● **WHAT THIS TASK INVOLVES**:
Update the lines from the one containing "Where can you spot the gold bracelet" through the one containing "(190, 1111)" by replacing "embroidered" with "stitched" and leaving everything else unchanged. Give only those lines.

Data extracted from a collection
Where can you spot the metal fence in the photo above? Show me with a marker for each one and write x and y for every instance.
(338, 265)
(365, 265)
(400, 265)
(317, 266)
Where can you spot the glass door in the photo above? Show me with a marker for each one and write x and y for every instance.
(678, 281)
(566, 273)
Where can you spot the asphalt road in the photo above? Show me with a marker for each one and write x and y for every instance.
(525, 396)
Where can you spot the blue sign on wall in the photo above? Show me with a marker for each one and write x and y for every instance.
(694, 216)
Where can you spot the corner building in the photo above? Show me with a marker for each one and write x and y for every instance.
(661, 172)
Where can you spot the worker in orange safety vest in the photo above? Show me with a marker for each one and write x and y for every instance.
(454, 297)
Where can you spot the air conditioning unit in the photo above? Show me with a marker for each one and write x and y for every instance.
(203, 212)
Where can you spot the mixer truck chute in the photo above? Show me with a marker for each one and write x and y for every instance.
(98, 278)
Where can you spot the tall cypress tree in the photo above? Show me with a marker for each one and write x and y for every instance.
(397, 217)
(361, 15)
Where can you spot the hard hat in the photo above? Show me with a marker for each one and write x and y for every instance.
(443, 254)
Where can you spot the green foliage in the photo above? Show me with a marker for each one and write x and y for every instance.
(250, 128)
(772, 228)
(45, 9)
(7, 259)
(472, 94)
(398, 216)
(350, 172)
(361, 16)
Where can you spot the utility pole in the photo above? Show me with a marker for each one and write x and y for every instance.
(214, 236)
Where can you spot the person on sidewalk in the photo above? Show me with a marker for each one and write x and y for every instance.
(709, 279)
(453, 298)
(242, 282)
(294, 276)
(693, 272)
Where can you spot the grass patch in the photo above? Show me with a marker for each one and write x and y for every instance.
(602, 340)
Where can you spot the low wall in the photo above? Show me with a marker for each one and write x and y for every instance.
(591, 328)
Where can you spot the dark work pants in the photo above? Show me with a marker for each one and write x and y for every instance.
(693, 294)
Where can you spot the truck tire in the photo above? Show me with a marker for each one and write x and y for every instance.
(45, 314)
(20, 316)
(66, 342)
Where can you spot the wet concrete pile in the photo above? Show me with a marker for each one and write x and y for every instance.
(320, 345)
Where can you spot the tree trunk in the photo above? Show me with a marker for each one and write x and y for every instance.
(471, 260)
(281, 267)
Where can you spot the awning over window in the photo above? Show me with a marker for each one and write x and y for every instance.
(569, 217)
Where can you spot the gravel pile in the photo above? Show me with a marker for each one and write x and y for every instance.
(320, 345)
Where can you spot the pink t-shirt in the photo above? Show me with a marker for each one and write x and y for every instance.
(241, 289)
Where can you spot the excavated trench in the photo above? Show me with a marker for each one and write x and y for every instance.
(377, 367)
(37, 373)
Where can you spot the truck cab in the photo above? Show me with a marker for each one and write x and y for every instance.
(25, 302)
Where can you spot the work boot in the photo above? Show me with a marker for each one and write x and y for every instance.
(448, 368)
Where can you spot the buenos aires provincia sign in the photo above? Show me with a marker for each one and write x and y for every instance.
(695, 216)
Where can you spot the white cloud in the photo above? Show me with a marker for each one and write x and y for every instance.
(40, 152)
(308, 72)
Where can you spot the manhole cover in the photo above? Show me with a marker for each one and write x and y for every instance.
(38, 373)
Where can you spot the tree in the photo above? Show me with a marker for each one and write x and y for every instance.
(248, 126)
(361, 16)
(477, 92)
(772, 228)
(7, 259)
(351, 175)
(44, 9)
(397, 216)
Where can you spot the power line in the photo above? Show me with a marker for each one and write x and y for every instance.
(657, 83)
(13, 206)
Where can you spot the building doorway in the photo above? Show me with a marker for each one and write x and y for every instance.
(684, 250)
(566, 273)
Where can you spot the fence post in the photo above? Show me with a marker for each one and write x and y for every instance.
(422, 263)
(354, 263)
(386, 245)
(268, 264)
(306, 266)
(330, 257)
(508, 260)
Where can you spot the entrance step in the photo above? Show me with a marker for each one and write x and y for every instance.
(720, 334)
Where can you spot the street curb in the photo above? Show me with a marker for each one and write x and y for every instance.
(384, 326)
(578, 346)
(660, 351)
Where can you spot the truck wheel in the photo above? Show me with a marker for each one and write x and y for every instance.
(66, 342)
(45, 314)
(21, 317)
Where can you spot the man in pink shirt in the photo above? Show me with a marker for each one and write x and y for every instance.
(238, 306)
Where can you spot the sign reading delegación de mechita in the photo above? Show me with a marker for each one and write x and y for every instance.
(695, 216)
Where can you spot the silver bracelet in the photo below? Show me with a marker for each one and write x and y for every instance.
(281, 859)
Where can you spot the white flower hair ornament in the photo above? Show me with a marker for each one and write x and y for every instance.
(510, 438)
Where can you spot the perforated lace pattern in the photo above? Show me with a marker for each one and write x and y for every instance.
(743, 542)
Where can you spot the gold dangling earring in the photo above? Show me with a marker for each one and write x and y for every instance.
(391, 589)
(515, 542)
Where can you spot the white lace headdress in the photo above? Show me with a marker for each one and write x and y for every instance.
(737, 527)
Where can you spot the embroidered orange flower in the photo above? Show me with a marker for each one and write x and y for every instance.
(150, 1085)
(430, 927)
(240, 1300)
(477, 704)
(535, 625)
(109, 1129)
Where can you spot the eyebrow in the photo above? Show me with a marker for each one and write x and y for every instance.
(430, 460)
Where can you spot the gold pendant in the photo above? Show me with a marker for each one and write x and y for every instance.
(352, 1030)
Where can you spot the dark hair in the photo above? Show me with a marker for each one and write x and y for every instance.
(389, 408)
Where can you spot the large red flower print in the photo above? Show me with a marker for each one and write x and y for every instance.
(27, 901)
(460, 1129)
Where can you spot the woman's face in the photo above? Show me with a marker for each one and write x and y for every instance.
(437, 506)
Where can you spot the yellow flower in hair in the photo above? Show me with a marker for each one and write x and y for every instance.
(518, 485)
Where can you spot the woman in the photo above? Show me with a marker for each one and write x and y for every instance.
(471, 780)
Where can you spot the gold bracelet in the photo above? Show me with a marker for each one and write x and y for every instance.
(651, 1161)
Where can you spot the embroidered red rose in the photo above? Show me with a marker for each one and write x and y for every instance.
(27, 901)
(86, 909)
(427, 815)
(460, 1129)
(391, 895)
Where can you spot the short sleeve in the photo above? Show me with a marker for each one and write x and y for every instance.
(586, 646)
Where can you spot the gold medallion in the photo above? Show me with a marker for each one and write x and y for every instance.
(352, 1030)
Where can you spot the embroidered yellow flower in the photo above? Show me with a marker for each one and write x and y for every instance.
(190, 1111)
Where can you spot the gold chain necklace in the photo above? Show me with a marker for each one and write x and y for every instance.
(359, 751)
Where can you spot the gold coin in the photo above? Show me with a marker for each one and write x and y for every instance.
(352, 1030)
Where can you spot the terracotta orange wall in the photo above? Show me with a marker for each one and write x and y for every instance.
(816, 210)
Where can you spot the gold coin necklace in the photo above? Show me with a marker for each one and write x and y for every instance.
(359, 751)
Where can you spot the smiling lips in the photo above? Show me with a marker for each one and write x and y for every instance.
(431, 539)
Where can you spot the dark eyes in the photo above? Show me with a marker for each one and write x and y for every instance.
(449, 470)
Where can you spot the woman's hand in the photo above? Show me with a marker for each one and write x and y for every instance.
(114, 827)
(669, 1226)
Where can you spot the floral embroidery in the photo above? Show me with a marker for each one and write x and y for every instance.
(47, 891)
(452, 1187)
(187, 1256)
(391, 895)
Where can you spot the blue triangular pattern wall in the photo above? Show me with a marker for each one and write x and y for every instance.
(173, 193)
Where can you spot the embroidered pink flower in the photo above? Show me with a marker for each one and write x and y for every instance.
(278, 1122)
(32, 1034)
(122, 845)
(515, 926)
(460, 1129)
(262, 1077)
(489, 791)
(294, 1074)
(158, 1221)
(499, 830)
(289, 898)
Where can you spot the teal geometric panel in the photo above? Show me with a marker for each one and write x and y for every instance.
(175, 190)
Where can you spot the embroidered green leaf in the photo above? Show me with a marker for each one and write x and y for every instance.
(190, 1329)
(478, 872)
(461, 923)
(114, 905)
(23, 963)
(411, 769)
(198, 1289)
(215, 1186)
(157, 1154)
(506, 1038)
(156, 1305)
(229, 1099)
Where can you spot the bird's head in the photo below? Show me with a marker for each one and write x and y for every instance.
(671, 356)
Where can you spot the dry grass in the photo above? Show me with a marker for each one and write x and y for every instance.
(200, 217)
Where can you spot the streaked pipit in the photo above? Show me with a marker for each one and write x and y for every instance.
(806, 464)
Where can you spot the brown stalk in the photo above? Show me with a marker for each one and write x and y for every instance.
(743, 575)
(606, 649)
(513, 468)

● **ANSWER TO THIS EXERCISE**:
Where can you spot the gold bracelet in the photo above? Show me with a marker for each one and write x and y for every instance.
(651, 1161)
Where can you spot the stitched red rose in the photo above? Show me with a marker for each one and write x and y for every instance.
(27, 901)
(86, 909)
(427, 815)
(460, 1129)
(391, 895)
Where can you spot the short sleeve in the photo above? Show me with a marker for each one and write x and y for every instance.
(586, 646)
Where can you spot the gold medallion in the photo above? Show me with a marker for each one and write x and y for every instance.
(352, 1030)
Where can you spot the stitched yellow flower in the photo above? Show me with a marker for each one and write x and y for every instance.
(190, 1111)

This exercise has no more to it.